> [Supplied material]:
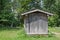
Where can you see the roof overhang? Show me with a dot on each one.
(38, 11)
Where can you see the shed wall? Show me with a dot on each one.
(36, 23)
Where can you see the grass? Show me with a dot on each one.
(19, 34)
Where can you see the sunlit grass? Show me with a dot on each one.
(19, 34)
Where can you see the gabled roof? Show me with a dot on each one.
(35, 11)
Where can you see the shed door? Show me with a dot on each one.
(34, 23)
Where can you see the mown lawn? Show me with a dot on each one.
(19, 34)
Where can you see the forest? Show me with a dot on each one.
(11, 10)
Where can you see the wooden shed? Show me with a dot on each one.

> [Exercise objective]: Output every record exactly, minus the pictures.

> [Solution below]:
Where can you see the roof overhang? Show me with a dot on each one.
(38, 11)
Where can you see the shed wall? Show me with a dot on each one.
(36, 23)
Where can you see the grass? Show me with a dot on each one.
(19, 34)
Where can you see the sunlit grass? Show me with a dot on each one.
(19, 34)
Where can you see the gabled roof? Show me with a dot on each one.
(35, 11)
Where can you see the shed door? Show me with a dot on each one.
(34, 23)
Where can you see the mown lawn? Show me with a dot on each one.
(19, 34)
Where can you see the forest? Show me with a dot on each one.
(11, 10)
Where can you see the wooden shed? Show me with a dot on each one.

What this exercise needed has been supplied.